> **Description of the task**
Lay out every line of the records below as a Markdown table with two columns, Row and Line. Number the rows in order and leave out blank lines.

> **Record extracts**
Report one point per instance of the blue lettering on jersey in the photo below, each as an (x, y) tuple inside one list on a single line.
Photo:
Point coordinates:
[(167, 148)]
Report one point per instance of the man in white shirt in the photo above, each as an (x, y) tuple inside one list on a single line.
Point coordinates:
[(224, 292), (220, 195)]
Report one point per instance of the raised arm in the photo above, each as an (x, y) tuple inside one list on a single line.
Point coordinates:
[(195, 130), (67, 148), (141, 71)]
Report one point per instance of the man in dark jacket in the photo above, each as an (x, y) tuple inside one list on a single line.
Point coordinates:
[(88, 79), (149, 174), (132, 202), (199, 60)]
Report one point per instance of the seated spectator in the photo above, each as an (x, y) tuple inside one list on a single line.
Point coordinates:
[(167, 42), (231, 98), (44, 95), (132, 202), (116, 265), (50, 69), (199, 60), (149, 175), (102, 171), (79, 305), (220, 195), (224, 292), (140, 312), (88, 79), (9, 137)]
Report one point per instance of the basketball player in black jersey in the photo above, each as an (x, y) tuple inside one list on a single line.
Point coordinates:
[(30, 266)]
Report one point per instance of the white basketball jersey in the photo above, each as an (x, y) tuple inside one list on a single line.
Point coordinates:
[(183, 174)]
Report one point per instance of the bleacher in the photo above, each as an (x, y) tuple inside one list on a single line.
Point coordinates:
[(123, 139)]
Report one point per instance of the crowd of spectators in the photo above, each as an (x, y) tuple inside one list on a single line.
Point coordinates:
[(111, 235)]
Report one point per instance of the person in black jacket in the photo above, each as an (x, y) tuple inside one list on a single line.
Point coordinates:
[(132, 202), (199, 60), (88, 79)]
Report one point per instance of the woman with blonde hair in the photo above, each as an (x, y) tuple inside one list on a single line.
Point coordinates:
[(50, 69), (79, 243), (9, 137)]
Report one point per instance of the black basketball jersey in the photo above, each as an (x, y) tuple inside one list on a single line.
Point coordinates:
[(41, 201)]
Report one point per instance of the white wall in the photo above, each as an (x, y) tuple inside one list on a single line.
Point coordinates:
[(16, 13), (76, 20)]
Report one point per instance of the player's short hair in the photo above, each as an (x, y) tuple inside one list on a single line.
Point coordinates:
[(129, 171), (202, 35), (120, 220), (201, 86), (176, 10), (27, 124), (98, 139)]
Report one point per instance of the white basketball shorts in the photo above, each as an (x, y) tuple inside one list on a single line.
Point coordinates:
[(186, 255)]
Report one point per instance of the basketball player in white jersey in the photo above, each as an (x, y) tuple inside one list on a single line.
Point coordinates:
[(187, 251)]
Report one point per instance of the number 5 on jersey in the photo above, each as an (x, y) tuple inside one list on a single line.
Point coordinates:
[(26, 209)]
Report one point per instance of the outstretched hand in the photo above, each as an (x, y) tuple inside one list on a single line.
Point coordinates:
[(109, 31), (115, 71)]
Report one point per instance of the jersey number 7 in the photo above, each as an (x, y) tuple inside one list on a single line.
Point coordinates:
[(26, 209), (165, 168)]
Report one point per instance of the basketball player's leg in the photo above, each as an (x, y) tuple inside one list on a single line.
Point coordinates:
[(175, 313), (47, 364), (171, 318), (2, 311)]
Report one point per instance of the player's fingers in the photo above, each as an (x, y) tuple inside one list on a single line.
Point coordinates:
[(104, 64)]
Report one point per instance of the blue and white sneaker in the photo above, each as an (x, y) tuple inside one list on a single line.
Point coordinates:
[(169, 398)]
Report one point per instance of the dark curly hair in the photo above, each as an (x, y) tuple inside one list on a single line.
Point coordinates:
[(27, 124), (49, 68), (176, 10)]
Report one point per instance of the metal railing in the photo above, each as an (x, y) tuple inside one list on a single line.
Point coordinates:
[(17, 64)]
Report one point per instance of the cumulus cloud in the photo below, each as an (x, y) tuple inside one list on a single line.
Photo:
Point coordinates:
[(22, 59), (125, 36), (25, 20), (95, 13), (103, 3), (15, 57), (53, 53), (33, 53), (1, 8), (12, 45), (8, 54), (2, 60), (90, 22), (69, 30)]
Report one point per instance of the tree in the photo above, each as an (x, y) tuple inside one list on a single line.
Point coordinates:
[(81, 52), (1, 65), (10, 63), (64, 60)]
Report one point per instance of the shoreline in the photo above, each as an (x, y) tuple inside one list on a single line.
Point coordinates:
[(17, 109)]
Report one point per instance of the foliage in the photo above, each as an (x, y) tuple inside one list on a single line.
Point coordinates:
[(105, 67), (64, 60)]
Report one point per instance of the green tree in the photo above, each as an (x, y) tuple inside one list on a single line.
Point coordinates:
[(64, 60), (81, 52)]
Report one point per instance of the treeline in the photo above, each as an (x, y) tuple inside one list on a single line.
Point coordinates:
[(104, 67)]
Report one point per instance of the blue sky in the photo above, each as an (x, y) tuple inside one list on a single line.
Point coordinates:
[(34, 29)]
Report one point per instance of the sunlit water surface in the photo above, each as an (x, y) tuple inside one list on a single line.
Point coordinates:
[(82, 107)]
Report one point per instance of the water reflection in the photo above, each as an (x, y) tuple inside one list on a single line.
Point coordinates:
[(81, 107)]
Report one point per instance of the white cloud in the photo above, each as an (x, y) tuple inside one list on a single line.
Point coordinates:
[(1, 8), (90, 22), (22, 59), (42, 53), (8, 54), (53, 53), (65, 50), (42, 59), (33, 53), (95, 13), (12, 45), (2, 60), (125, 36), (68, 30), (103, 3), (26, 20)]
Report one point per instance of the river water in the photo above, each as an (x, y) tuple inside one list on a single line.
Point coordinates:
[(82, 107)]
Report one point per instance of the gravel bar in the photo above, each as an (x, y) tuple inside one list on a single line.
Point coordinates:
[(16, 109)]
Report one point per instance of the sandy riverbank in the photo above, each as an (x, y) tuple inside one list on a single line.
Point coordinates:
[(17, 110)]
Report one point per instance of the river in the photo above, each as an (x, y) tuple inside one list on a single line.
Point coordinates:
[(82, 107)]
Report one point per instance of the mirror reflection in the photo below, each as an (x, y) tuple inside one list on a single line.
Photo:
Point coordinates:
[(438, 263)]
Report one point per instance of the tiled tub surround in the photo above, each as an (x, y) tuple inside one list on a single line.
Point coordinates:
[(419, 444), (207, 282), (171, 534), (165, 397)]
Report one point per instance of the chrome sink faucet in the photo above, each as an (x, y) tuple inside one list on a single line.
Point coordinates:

> **Exercise result**
| Row | Line |
|---|---|
| 1 | Report one point per instance of the blue lettering on jersey in the photo below, each as an (x, y) tuple inside one list on a single line. |
| 2 | Photo: |
| 3 | Point coordinates: |
| 4 | [(167, 148)] |
| 5 | Report one point per instance of the man in white shirt in the photo above, each as an (x, y) tuple inside one list on a single line. |
| 6 | Point coordinates: |
| 7 | [(224, 292), (220, 195)] |
| 8 | Report one point per instance of the raised arm in the photo above, each as an (x, y) tuple inside one list on a single line. |
| 9 | Point coordinates: |
| 10 | [(195, 130), (67, 148), (141, 71)] |
| 11 | Report one point per instance of the man in dark jacket in the photo above, each as an (x, y) tuple inside one list on a single line. |
| 12 | Point coordinates: |
| 13 | [(88, 79), (149, 174), (132, 202), (199, 60)] |
| 14 | Report one point per instance of the seated spectator in the photo above, each as an (x, y) tuple inside one list on a single line. |
| 15 | Point coordinates: |
| 16 | [(167, 42), (231, 98), (44, 95), (132, 202), (116, 265), (50, 69), (199, 60), (149, 175), (102, 171), (79, 305), (220, 195), (224, 292), (140, 312), (88, 79), (9, 137)] |
| 17 | Report one point per instance of the basketball player in black jersey in the photo above, each as an (x, y) tuple inside one list on a single line. |
| 18 | Point coordinates: |
| 19 | [(30, 266)] |
| 20 | Report one point per instance of the white basketball jersey in the photo above, each as an (x, y) tuple inside one list on a single line. |
| 21 | Point coordinates: |
| 22 | [(183, 174)] |
| 23 | Report one point per instance of the bleacher in the photo above, each as an (x, y) tuple inside one list on a single line. |
| 24 | Point coordinates: |
| 25 | [(123, 139)] |
| 26 | Report one point per instance of the crowd of spectators in the photo above, each as an (x, y) tuple inside one list on a single line. |
| 27 | Point coordinates: |
| 28 | [(111, 235)] |
| 29 | Report one point per instance of the person in black jacket in the photo above, each as an (x, y) tuple inside one list on a single line. |
| 30 | Point coordinates: |
| 31 | [(132, 202), (199, 60), (88, 79)] |
| 32 | Report one point per instance of the woman with blonde hair in the photo above, each as an (x, y) tuple inside one list on a single line. |
| 33 | Point coordinates: |
| 34 | [(50, 69), (79, 243), (9, 137)] |
| 35 | Report one point per instance of the black basketball jersey in the photo above, each as an (x, y) tuple inside one list on a single line. |
| 36 | Point coordinates: |
| 37 | [(41, 201)] |
| 38 | Report one point per instance of the white wall in the photo above, each as an (x, y) tuple inside one list on a single line. |
| 39 | Point coordinates: |
| 40 | [(16, 13), (76, 20)] |
| 41 | Report one point per instance of the player's short hair in the photo above, each as an (x, y) tuple inside one list on a single line. |
| 42 | Point coordinates: |
| 43 | [(129, 171), (202, 35), (120, 220), (201, 86), (176, 10), (27, 124), (98, 139)] |
| 44 | Report one point per instance of the white basketball shorts in the photo above, each as an (x, y) tuple inside one list on a single line. |
| 45 | Point coordinates: |
| 46 | [(186, 255)] |
| 47 | Report one point per instance of the basketball player in white jersey in the photo above, each as an (x, y) tuple inside one list on a single line. |
| 48 | Point coordinates: |
| 49 | [(187, 251)] |
| 50 | Report one point per instance of the number 5 on jersey in the photo above, each as an (x, y) tuple inside one list on a single line. |
| 51 | Point coordinates: |
| 52 | [(26, 209)] |
| 53 | Report one point per instance of the outstretched hand in the photo above, each as an (x, y) tuple inside one list on a single line. |
| 54 | Point coordinates: |
| 55 | [(109, 31), (115, 71)] |
| 56 | Report one point per instance of the jersey number 7 in the photo above, each as an (x, y) tuple inside one list on a single line. |
| 57 | Point coordinates: |
| 58 | [(26, 209), (165, 168)] |
| 59 | Report one point per instance of the basketball player's leg in the photo above, each as an (x, y) tuple inside one list on a single line. |
| 60 | Point coordinates: |
| 61 | [(175, 313), (47, 364), (171, 318), (2, 311)] |
| 62 | Report one point per instance of the player's fingers in the photo above, each as an (x, y) tuple inside one list on a single line. |
| 63 | Point coordinates: |
| 64 | [(104, 64)] |
| 65 | Report one point per instance of the blue and white sneaker in the photo above, each as an (x, y) tuple inside one list on a single line. |
| 66 | Point coordinates: |
| 67 | [(169, 398)] |
| 68 | Report one point per instance of the dark curly hair in the photo above, each as an (x, y) tuple inside one list on a single line. |
| 69 | Point coordinates: |
| 70 | [(27, 124), (49, 68), (176, 10)] |
| 71 | Report one point per instance of the metal railing in the photo above, each as an (x, y) tuple inside one list on a single line. |
| 72 | Point coordinates: |
| 73 | [(17, 64)] |
| 74 | Report one point per instance of the cumulus cloud in the photo below, each as an (x, y) tuple inside one list on a single line. |
| 75 | Photo: |
| 76 | Point coordinates: |
| 77 | [(22, 59), (125, 36), (25, 20), (95, 13), (103, 3), (15, 57), (53, 53), (33, 53), (1, 8), (12, 45), (8, 54), (2, 60), (90, 22), (69, 30)] |
| 78 | Report one point per instance of the tree in the photo above, each as an (x, y) tuple inside one list on a single line. |
| 79 | Point coordinates: |
| 80 | [(81, 52), (1, 65), (10, 63), (64, 60)] |
| 81 | Report one point per instance of the shoreline in the photo above, each as an (x, y) tuple inside one list on a single line. |
| 82 | Point coordinates: |
| 83 | [(17, 109)] |
| 84 | Report one point per instance of the foliage in the photo above, each as an (x, y) tuple inside one list on a single line. |
| 85 | Point coordinates: |
| 86 | [(105, 67), (64, 60)] |
| 87 | Report one point per instance of the green tree in the photo above, each as an (x, y) tuple inside one list on a single line. |
| 88 | Point coordinates: |
| 89 | [(64, 60), (81, 52)] |
| 90 | Report one point per instance of the treeline in the photo above, each as an (x, y) tuple inside one list on a single line. |
| 91 | Point coordinates: |
| 92 | [(104, 67)] |
| 93 | Report one point per instance of the blue sky in the photo above, each as an (x, y) tuple inside one list on a single line. |
| 94 | Point coordinates: |
| 95 | [(34, 29)] |
| 96 | Report one point per instance of the sunlit water surface in the photo above, each as an (x, y) tuple inside one list on a single line. |
| 97 | Point coordinates: |
| 98 | [(82, 107)] |
| 99 | Report one point per instance of the water reflection in the photo above, each as an (x, y) tuple inside one list on a single line. |
| 100 | Point coordinates: |
| 101 | [(81, 107)] |
| 102 | Report one point per instance of the white cloud in the photo above, each as an (x, y) tuple inside one list on a single line. |
| 103 | Point coordinates: |
| 104 | [(1, 8), (90, 22), (22, 59), (42, 53), (8, 54), (53, 53), (65, 50), (42, 59), (33, 53), (95, 13), (12, 45), (2, 60), (125, 36), (68, 30), (103, 3), (26, 20)] |
| 105 | Report one point per instance of the river water in the photo above, each as an (x, y) tuple inside one list on a single line. |
| 106 | Point coordinates: |
| 107 | [(82, 107)] |
| 108 | Report one point per instance of the gravel bar in the photo above, each as an (x, y) tuple inside one list on a single line. |
| 109 | Point coordinates: |
| 110 | [(16, 109)] |
| 111 | Report one point per instance of the sandy riverbank in the photo above, each as an (x, y) tuple inside one list on a single line. |
| 112 | Point coordinates: |
| 113 | [(17, 110)] |
| 114 | Report one point per instance of the river in the photo above, each as an (x, y) tuple inside one list on a single line. |
| 115 | Point coordinates: |
| 116 | [(82, 107)] |
| 117 | Report one point per instance of the mirror reflection in the photo below, each as an (x, y) tuple inside one list on a single line. |
| 118 | Photo: |
| 119 | Point coordinates: |
| 120 | [(438, 263)] |
| 121 | Report one point per instance of the tiled tub surround in the photo above, each as an (x, y) tuple inside one list on a single line. |
| 122 | Point coordinates: |
| 123 | [(419, 444), (207, 282), (171, 534), (165, 397)] |
| 124 | Report one point per instance of the chrome sink faucet in the photo above, each as an (x, y) tuple inside one list on a single line. |
| 125 | Point coordinates: |